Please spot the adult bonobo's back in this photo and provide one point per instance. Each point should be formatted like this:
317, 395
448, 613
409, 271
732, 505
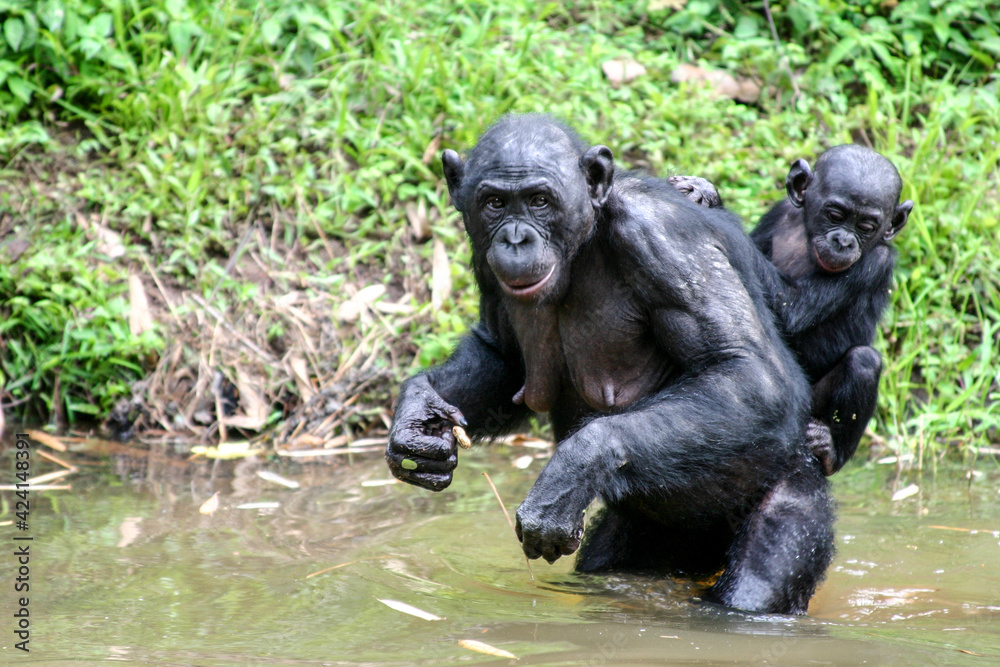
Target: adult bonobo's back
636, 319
....
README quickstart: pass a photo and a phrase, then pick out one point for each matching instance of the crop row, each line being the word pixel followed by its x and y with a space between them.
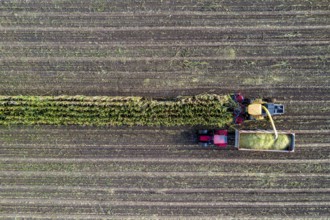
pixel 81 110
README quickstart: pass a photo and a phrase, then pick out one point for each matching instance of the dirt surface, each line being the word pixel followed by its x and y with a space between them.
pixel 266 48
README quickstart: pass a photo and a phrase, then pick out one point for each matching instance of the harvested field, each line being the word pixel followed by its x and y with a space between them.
....
> _The problem_
Please copy, exactly as written, every line in the listing above from the line with "of the dirt" up to and including the line with "of the harvested".

> _Answer to this problem_
README quickstart: pass a photo and a phrase, then pick out one point for each matching instance of the dirt surface, each line being the word pixel followed by its x and y with a space between them.
pixel 266 48
README quickstart: pass a photo and a phrase, then pick out one point for each matching instance of the harvested field, each line being the word pixel followed by its x and y with a space between them.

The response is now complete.